**Stated task**
Reformat the data below as a two-column Markdown table headed Row and Line. Give each nonblank line its own row, numbered in order.

**Material supplied**
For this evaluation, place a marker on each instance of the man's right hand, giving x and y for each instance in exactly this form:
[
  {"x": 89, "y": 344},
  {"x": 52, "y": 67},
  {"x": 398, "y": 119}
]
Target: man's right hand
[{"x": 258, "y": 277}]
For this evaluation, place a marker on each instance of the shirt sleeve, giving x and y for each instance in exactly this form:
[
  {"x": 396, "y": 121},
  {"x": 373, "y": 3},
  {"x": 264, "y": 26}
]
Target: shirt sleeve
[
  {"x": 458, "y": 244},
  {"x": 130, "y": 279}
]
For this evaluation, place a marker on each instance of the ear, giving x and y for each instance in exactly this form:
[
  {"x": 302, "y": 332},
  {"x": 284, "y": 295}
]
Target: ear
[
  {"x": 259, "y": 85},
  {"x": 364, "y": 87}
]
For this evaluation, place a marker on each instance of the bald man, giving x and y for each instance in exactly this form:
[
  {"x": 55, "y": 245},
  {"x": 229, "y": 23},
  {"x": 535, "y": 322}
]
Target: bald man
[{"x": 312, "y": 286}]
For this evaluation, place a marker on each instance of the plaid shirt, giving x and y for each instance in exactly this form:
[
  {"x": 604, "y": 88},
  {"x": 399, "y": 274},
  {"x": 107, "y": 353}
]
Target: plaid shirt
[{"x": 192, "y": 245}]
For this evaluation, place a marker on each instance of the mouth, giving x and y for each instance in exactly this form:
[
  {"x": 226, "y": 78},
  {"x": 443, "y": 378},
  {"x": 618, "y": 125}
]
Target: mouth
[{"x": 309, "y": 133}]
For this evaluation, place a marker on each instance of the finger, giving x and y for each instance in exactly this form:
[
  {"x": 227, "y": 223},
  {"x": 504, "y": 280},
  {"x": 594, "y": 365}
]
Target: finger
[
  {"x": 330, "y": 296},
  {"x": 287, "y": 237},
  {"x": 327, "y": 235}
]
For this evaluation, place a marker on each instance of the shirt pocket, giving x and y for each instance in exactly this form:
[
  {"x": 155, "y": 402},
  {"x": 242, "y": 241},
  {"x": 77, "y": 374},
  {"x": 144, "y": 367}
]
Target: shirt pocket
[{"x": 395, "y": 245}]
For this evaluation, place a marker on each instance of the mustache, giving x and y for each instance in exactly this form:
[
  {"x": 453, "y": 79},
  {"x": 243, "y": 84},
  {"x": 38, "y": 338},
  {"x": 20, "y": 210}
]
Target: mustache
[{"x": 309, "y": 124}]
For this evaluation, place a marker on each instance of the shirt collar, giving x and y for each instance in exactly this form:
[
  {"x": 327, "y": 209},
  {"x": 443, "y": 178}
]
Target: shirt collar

**Output for this exercise**
| Row | Line |
|---|---|
| 1 | For this evaluation, place a marker on each instance of the man's right hand, giving x and y for each instance in exactly this form: |
| 2 | [ |
| 3 |   {"x": 89, "y": 344}, |
| 4 |   {"x": 52, "y": 67}, |
| 5 |   {"x": 398, "y": 119} |
| 6 | ] |
| 7 | Target: man's right hand |
| 8 | [{"x": 258, "y": 277}] |
| 9 | For this evaluation, place a marker on each instance of the shirt sleeve, giving x and y for each instance in exactly this form: |
| 10 | [ |
| 11 |   {"x": 396, "y": 121}, |
| 12 |   {"x": 373, "y": 3}, |
| 13 |   {"x": 264, "y": 26} |
| 14 | ] |
| 15 | Target: shirt sleeve |
| 16 | [ |
| 17 |   {"x": 458, "y": 244}, |
| 18 |   {"x": 130, "y": 279} |
| 19 | ] |
| 20 | For this evaluation, place a marker on each instance of the ear, giving x and y for each instance in exactly this form: |
| 21 | [ |
| 22 |   {"x": 302, "y": 332}, |
| 23 |   {"x": 284, "y": 295} |
| 24 | ] |
| 25 | Target: ear |
| 26 | [ |
| 27 |   {"x": 259, "y": 85}, |
| 28 |   {"x": 364, "y": 87} |
| 29 | ] |
| 30 | For this evaluation, place a marker on each instance of the bald man, giving x and y for each instance in exactly this form: |
| 31 | [ |
| 32 |   {"x": 55, "y": 245}, |
| 33 |   {"x": 229, "y": 23}, |
| 34 |   {"x": 535, "y": 322} |
| 35 | ] |
| 36 | Target: bald man |
| 37 | [{"x": 312, "y": 286}] |
| 38 | For this evaluation, place a marker on each instance of the plaid shirt, giving x and y for each instance in exactly this form: |
| 39 | [ |
| 40 |   {"x": 604, "y": 88}, |
| 41 |   {"x": 399, "y": 274}, |
| 42 |   {"x": 107, "y": 353} |
| 43 | ] |
| 44 | Target: plaid shirt |
| 45 | [{"x": 192, "y": 245}] |
| 46 | For this evaluation, place a marker on each instance of the mouth, giving x and y for each instance in exactly this form: |
| 47 | [ |
| 48 |   {"x": 226, "y": 78}, |
| 49 |   {"x": 443, "y": 378}, |
| 50 |   {"x": 618, "y": 125} |
| 51 | ] |
| 52 | Target: mouth |
| 53 | [{"x": 309, "y": 133}] |
| 54 | For this evaluation, place a marker on each instance of the finger, giving x and y for each instance in exactly this form: |
| 55 | [ |
| 56 |   {"x": 227, "y": 223}, |
| 57 |   {"x": 504, "y": 280}, |
| 58 |   {"x": 594, "y": 365} |
| 59 | ] |
| 60 | Target: finger |
| 61 | [ |
| 62 |   {"x": 330, "y": 296}, |
| 63 |   {"x": 287, "y": 237}, |
| 64 |   {"x": 327, "y": 235} |
| 65 | ] |
| 66 | For this evaluation, place a marker on each instance of the shirt pocket, giving x and y for each instance in exactly this form: |
| 67 | [ |
| 68 |   {"x": 155, "y": 402}, |
| 69 |   {"x": 242, "y": 241}, |
| 70 |   {"x": 77, "y": 374}, |
| 71 |   {"x": 144, "y": 367} |
| 72 | ] |
| 73 | Target: shirt pocket |
| 74 | [{"x": 395, "y": 245}] |
| 75 | For this evaluation, place a marker on each instance of the mustache, giving x and y for each instance in exactly this form: |
| 76 | [ |
| 77 |   {"x": 453, "y": 79}, |
| 78 |   {"x": 243, "y": 84}, |
| 79 |   {"x": 38, "y": 338}, |
| 80 |   {"x": 20, "y": 210} |
| 81 | ] |
| 82 | Target: mustache |
| 83 | [{"x": 309, "y": 124}] |
| 84 | For this evaluation, place a marker on each instance of the shirt collar, giving x and y for each instance in exactly this form: |
| 85 | [ |
| 86 |   {"x": 327, "y": 209}, |
| 87 |   {"x": 443, "y": 178} |
| 88 | ] |
| 89 | Target: shirt collar |